漢方薬局について書かれた文章によると、筆者の薬局は日本橋本町で創業してから何年になりますか。

本文抜粋 →
+-------+

読み物

煎じ薬を中心とした「漢方薬局」の立場より~保険エキス製剤主流を憂える

漢方と最新治療―世論時報社
第22巻第2号(通巻第85号) 2013年5月15日号
「漢方と薬剤師の果たす役割」

煎じ薬を中心とした「漢方薬局」の立場より~保険エキス製剤主流を憂える
久能平安堂 久能 順

はじめに

一口に「漢方薬局」といっても、多様な業態があるためか、世間様の抱くイメージは定まらないようだ。これは、素人の方は勿論だが、医薬業関係者であっても正確には把握していないと思われる。 この度、ご縁を頂いて本誌に寄稿するにあたり、内容は一任とのこと。昔ながらの漢方薬局の立場から3点ほど、心にうつりゆくよしなし事を書き連ねてみたい。

当方、傷寒・金匱を中心とした日本漢方を専門にしている漢方専門薬局である。創業者である祖父は、浅田門下の石井就三先生に師事したと聞いている。筆者は、医療用漢方エキス剤メーカーT社と民間病院勤務の後、家業を継ぎ、一子相伝で3代目。薬局としては、日本橋本町で創業以来80年になる。

1.漢方薬局と薬局製剤について

昨今、薬局と言えば、医薬分業とは名ばかりの医師の下請けと揶揄される保険調剤薬局か、日用生活品の安売り競争をするドラッグストア位しか思い浮かばない方が多いようだ。しかし、医者とは別に、健康相談の担い手として街の薬局が機能していた時代があった。「相談薬局」という形態である。

漢方薬局は漢方の専門知識を有し、漢方独特の理論に則って漢方薬を専門に扱う相談薬局である。漢方専門薬局、漢方相談薬局とも称される。通常、店名にはカタカナより、それらしく「○○堂」などが好まれて使われている。しかし、その定義は明確なものがある訳ではなく、実際、その業態は中医学の普及により、製品化されている漢方製剤(中成薬)のみを販売する薬局や、女性をターゲットに美容やおしゃれ、癒しに力を入れているエステ、ブティック風薬局のほか、陰陽五行論、養生、東洋思想などを前面に押し出して現代医療と一線を画している薬局などかなり多様である。中には商売に徹している薬局もあるようで、サプリなどを抱き合わせたりして、1か月分の価格が数万円!などと、儲け主義のボッタクリ商売と囁かれる原因になっている。

+-------+

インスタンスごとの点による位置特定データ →
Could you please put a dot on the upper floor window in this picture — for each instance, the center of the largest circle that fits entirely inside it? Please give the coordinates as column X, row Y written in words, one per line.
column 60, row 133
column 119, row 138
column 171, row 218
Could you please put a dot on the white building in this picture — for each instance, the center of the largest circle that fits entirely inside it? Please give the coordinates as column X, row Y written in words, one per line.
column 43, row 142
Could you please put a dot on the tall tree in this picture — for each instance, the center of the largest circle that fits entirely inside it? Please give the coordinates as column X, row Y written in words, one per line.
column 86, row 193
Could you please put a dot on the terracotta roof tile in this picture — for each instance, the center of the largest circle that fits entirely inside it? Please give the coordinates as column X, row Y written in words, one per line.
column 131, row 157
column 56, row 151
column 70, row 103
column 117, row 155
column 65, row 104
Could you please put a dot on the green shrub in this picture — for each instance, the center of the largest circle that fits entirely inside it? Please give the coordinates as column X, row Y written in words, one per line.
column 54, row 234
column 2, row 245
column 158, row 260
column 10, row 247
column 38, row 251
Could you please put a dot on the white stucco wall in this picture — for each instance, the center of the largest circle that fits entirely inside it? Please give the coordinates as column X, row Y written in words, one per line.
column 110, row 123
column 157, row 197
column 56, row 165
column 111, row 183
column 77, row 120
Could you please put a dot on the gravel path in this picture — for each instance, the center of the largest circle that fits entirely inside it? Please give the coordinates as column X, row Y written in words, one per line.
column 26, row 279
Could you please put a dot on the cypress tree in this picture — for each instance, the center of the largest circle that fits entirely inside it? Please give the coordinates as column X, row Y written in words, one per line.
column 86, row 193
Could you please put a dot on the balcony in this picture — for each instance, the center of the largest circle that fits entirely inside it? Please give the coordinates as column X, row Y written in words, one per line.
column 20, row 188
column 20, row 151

+-------+

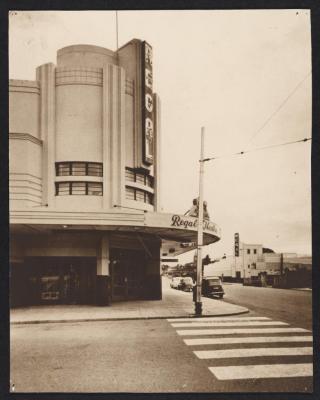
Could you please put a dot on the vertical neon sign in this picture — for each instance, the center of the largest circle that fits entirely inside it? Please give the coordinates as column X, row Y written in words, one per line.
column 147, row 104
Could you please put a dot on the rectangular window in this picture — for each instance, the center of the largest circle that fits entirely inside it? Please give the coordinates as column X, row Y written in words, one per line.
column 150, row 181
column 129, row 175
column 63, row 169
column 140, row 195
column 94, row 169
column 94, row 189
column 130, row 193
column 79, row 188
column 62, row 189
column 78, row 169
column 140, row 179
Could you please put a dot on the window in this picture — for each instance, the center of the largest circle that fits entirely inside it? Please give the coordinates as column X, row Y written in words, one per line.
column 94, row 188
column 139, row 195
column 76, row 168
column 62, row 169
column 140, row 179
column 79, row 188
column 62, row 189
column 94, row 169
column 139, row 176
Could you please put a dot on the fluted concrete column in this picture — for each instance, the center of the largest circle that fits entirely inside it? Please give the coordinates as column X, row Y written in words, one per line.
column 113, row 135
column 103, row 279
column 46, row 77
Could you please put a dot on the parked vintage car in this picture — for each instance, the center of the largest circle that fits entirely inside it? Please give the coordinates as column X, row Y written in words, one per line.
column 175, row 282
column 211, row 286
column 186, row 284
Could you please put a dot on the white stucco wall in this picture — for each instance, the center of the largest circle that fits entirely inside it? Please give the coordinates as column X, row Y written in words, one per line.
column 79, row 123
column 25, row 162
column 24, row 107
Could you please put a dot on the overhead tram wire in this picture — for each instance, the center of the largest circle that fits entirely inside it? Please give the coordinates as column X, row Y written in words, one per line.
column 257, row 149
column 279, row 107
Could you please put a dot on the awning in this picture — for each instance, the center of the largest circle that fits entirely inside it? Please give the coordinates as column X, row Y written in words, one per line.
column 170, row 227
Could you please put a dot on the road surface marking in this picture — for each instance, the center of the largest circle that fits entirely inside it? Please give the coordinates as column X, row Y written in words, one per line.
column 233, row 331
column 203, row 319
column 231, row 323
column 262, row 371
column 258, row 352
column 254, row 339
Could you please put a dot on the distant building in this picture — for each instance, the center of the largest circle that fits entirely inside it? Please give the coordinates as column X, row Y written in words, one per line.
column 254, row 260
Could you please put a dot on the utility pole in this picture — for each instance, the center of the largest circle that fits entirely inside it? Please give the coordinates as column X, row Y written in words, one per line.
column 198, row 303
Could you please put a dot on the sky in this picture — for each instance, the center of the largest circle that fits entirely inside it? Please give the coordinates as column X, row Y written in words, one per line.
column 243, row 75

+-------+

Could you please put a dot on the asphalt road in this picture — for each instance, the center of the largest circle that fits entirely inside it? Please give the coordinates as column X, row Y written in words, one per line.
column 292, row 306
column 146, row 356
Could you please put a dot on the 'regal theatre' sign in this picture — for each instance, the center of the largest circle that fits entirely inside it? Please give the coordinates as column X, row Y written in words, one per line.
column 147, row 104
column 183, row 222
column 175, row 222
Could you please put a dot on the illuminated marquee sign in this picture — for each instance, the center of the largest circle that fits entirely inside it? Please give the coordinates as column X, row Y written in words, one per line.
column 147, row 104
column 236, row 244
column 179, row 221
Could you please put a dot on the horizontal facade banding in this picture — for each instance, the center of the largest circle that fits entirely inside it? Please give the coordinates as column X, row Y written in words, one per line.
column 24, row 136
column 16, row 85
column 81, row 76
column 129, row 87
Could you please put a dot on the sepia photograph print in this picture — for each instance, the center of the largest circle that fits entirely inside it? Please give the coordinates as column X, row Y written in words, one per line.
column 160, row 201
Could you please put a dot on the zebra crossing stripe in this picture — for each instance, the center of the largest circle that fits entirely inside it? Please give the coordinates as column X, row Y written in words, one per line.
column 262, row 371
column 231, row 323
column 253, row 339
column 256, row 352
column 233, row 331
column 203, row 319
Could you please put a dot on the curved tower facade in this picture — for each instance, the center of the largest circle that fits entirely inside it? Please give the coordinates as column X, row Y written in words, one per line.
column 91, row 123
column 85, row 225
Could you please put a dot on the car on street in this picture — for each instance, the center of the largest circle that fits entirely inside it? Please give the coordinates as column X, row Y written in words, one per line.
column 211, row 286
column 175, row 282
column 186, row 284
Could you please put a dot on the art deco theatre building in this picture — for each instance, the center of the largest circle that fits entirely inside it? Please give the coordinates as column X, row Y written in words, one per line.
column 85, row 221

+-------+

解答 → 創業以来80年になります。